++++ Given records ++++

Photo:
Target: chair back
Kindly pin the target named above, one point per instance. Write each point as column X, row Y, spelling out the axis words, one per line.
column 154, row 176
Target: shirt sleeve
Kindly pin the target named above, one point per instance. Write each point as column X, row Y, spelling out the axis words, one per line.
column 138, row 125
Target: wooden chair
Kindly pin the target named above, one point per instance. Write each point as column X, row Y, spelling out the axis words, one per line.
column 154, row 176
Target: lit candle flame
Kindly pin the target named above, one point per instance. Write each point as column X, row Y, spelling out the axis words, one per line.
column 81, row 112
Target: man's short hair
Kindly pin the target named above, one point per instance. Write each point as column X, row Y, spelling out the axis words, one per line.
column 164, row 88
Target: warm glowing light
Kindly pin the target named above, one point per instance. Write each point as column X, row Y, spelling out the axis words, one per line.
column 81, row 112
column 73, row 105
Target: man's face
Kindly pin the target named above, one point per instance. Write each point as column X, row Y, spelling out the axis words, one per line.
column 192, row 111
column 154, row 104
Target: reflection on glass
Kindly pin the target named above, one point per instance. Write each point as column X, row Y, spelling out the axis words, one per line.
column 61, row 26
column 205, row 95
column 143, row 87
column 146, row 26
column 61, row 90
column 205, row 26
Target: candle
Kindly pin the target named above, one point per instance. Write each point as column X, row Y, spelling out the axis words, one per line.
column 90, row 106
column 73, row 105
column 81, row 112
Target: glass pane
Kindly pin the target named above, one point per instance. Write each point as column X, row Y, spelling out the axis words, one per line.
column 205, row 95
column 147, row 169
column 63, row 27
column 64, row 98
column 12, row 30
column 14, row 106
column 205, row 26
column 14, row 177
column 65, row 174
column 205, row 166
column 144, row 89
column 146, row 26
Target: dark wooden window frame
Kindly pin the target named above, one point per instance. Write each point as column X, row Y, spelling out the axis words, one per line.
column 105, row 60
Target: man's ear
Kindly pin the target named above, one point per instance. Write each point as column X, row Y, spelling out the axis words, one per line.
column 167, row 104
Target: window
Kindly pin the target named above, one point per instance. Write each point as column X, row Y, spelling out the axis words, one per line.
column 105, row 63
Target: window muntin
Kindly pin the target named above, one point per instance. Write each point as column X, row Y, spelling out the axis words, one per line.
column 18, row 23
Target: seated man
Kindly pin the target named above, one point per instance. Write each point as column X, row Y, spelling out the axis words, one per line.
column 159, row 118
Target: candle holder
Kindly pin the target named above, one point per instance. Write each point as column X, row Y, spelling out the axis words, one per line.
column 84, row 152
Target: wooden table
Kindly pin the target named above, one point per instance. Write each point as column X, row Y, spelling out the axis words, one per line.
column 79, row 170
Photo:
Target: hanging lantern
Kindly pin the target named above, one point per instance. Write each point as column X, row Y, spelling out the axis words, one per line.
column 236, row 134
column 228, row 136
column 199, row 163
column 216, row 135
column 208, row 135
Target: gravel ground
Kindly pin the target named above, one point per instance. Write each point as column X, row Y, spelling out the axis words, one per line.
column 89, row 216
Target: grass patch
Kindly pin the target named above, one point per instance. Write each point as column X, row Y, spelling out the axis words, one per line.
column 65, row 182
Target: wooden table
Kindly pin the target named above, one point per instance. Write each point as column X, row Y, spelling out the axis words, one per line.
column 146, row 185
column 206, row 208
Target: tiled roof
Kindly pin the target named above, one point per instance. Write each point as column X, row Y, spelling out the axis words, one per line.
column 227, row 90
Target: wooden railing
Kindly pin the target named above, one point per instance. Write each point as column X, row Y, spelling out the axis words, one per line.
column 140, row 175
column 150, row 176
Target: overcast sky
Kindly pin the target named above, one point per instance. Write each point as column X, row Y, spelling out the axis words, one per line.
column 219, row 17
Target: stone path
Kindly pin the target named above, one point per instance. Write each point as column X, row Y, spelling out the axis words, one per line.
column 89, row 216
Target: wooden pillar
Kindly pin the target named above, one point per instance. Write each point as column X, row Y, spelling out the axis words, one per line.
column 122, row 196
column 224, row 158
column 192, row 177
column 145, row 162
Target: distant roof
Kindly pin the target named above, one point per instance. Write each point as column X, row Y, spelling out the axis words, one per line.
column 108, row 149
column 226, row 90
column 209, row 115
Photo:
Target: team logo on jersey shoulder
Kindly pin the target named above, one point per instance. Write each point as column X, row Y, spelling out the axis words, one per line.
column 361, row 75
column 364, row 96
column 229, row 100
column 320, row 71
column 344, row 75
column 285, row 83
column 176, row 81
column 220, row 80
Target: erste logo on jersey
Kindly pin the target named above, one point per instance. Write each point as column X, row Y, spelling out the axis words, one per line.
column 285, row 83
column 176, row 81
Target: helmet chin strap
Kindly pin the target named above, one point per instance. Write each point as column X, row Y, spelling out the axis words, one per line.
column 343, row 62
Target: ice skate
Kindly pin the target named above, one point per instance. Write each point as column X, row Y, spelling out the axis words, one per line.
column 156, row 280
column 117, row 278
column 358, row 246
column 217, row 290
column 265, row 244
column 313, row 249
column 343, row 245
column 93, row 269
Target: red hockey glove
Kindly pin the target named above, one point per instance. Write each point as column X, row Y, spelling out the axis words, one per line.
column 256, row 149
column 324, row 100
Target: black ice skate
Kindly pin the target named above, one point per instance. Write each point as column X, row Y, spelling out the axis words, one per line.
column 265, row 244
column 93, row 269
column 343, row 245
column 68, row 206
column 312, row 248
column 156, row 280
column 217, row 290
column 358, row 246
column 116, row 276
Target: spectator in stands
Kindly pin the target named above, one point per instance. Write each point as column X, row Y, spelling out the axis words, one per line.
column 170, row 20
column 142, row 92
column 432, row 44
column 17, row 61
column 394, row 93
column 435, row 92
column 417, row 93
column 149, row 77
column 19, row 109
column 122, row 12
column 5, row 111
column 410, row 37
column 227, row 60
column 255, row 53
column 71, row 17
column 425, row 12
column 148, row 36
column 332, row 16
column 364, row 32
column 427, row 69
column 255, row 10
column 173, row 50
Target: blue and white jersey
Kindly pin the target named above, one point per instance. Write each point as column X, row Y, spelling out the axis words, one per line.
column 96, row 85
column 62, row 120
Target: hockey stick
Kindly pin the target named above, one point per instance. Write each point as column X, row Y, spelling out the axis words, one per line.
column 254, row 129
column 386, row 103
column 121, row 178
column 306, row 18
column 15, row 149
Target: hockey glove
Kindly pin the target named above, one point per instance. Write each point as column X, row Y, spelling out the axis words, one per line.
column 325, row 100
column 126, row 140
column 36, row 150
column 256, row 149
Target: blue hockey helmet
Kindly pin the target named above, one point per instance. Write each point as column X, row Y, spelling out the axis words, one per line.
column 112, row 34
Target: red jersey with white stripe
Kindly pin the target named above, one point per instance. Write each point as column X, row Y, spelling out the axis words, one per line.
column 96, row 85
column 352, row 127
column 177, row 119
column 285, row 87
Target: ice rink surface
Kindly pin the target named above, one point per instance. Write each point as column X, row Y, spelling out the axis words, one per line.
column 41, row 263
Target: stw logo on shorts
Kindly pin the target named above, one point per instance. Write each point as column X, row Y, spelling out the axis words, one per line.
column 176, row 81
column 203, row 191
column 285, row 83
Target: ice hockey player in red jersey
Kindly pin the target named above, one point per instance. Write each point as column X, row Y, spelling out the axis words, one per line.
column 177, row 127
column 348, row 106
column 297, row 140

++++

Given task: Switch every "Kindly" in the data above to "Please" and write out all the lines again, leaving everything else as it stands.

The reply:
Photo:
Target: chair back
Please pin the target named above, one point per instance. Write each point as column X, row Y, spelling out the axis words, one per line.
column 154, row 176
Target: shirt sleeve
Please pin the target named above, one point per instance. Write each point as column X, row Y, spelling out the axis words, one per line.
column 138, row 125
Target: wooden chair
Please pin the target named above, one point per instance. Write each point as column X, row Y, spelling out the axis words, one per line.
column 154, row 176
Target: lit candle flame
Please pin the target named above, one point per instance. Write each point as column X, row Y, spelling out the axis words, one per line.
column 81, row 112
Target: man's short hair
Please pin the target named above, one point per instance. Write each point as column X, row Y, spelling out the axis words, one per line.
column 164, row 88
Target: warm glowing light
Please pin the target named above, one point per instance. Write each point as column X, row Y, spelling out the axis words, one per line.
column 81, row 112
column 73, row 105
Target: man's face
Please pin the target named above, one point per instance. Write each point as column X, row Y, spelling out the axis words, one per line.
column 192, row 111
column 154, row 104
Target: reflection on glass
Please pin the target named above, one point per instance. Write each point as column X, row Y, spelling out the axis words, one per line.
column 61, row 26
column 205, row 95
column 143, row 87
column 146, row 26
column 61, row 90
column 205, row 26
Target: candle
Please pin the target named above, one point per instance. Write each point as column X, row Y, spelling out the axis words, one per line.
column 90, row 106
column 73, row 105
column 81, row 112
Target: glass pane
Please pin the target named above, one point per instance. Write each point as column X, row Y, spelling out the axis words, one per line.
column 205, row 95
column 147, row 169
column 63, row 27
column 64, row 98
column 12, row 30
column 14, row 106
column 205, row 26
column 14, row 177
column 65, row 174
column 205, row 166
column 144, row 89
column 146, row 26
Target: dark wooden window frame
Please pin the target named above, one point per instance. Write each point as column X, row Y, spelling out the axis words, one per line.
column 105, row 60
Target: man's ear
Please pin the target named above, one point per instance. Write each point as column X, row Y, spelling out the axis words, one per line.
column 167, row 104
Target: window
Please pin the target named above, one point per instance. Write each point as column X, row Y, spelling out the axis words, one per line.
column 105, row 63
Target: window muntin
Please pin the target named above, one point per instance. Write each point as column X, row Y, spelling out the axis words, one per line.
column 18, row 23
Target: seated man
Please pin the target named above, one point per instance. Write each point as column X, row Y, spelling out the axis words, one per line.
column 159, row 118
Target: candle holder
Please pin the target named above, one point per instance. Write each point as column X, row Y, spelling out the axis words, one per line.
column 84, row 152
Target: wooden table
Please pin the target named above, one point per instance. Write each point as column X, row Y, spelling out the axis words, one per line.
column 79, row 170
Photo:
Target: hanging lantern
Please pin the target named above, one point per instance. Write each point as column X, row Y, spelling out the axis words, one per line.
column 236, row 134
column 228, row 136
column 199, row 163
column 216, row 135
column 208, row 135
Target: gravel ground
Please pin the target named above, one point per instance. Write each point as column X, row Y, spelling out the axis words, one per line.
column 89, row 216
Target: grass patch
Please pin the target named above, one point per instance. Write each point as column X, row Y, spelling out the axis words, one per line.
column 65, row 182
Target: wooden table
Please pin the target named above, one point per instance. Write each point as column X, row Y, spelling out the axis words, one per line.
column 146, row 185
column 206, row 208
Target: tiled roof
Please pin the target named above, one point per instance. Write each point as column X, row Y, spelling out the axis words, one per line.
column 227, row 90
Target: wooden railing
Please pin the target named above, one point per instance. Write each point as column X, row Y, spelling out the axis words, one per line.
column 140, row 175
column 150, row 176
Target: overcast sky
Please pin the target named above, one point per instance. Write each point as column X, row Y, spelling out the axis words, one per line.
column 219, row 17
Target: stone path
Please pin the target named above, one point per instance. Write each point as column X, row Y, spelling out the axis words, one per line.
column 89, row 216
Target: wooden pillar
Please pin the target named above, one point per instance. Write each point as column X, row Y, spelling out the axis words, one per line.
column 122, row 196
column 224, row 158
column 192, row 177
column 145, row 162
Target: distant roof
Please pin the target named above, one point per instance. Write each point as column X, row Y, spelling out the axis words, one per line.
column 108, row 149
column 226, row 90
column 209, row 115
Photo:
Target: team logo on jersey shoulder
Please pin the target named above, one point per instance. Write each point as column X, row Y, spelling out the axis words, one per line.
column 361, row 75
column 364, row 96
column 229, row 100
column 320, row 71
column 344, row 75
column 285, row 83
column 176, row 81
column 220, row 80
Target: erste logo on jersey
Please pin the target named above, one point per instance. Write each point as column X, row Y, spelling out the axis words, one per line.
column 285, row 83
column 176, row 81
Target: helmet chin strap
Please pin the target named above, one point per instance. Write each point as column X, row Y, spelling out the axis words, one per line.
column 343, row 62
Target: ice skate
Please pin the target named above, one point per instance. Write each point as column X, row Y, spelling out the axis words, one per line.
column 156, row 280
column 117, row 278
column 358, row 246
column 217, row 290
column 265, row 244
column 313, row 249
column 343, row 245
column 93, row 269
Target: red hockey glove
Please pin the target named above, one point per instance. Write each point as column X, row Y, spelling out the axis words, one per line.
column 256, row 149
column 324, row 100
Target: black ice skate
Please pin the target named above, one point per instance. Write each point as column X, row Y, spelling out the axis words, one per line.
column 265, row 244
column 93, row 269
column 343, row 245
column 68, row 206
column 312, row 248
column 156, row 280
column 217, row 290
column 358, row 246
column 116, row 276
Target: spectator in stands
Please pin the target named above, one point per instance. Write each point as column X, row Y, spelling out the axis words, one per line.
column 170, row 20
column 142, row 92
column 432, row 44
column 17, row 61
column 394, row 93
column 435, row 92
column 417, row 93
column 149, row 77
column 19, row 109
column 122, row 12
column 5, row 111
column 410, row 37
column 227, row 60
column 255, row 53
column 71, row 17
column 425, row 12
column 148, row 36
column 332, row 16
column 364, row 32
column 427, row 69
column 255, row 10
column 173, row 50
Target: blue and white jersey
Please pin the target named above, one point per instance. Write each point as column X, row Y, spelling out the axis words, one per line.
column 96, row 85
column 62, row 120
Target: hockey stick
Please pin the target named above, one point per instance. Write each point as column X, row Y, spelling out the axis words, one per line.
column 254, row 129
column 386, row 103
column 121, row 178
column 306, row 18
column 15, row 149
Target: hockey glove
Please pin the target named above, one point per instance. Write each point as column X, row Y, spelling out the axis words, one per line.
column 325, row 100
column 126, row 140
column 36, row 150
column 256, row 149
Target: blue hockey helmet
Please pin the target named above, one point per instance. Write each point as column X, row Y, spelling out the axis words, one per line.
column 112, row 34
Target: red jersey with white stripe
Please pin the target named above, one point per instance. Write each point as column X, row Y, spelling out the axis words, one per line.
column 96, row 85
column 352, row 127
column 177, row 119
column 285, row 87
Target: ice rink surface
Please pin the target named above, one point per instance. Write each point as column X, row Y, spelling out the axis words, one per line.
column 41, row 263
Target: stw logo on shorts
Please pin the target named above, one point per instance. Write each point as column X, row Y, spelling out the axis words, one per line.
column 176, row 81
column 203, row 191
column 285, row 83
Target: ice hockey player in red jersey
Please pin the target named above, one point per instance. Write each point as column X, row Y, spelling out the axis words, one per line.
column 177, row 127
column 348, row 106
column 297, row 140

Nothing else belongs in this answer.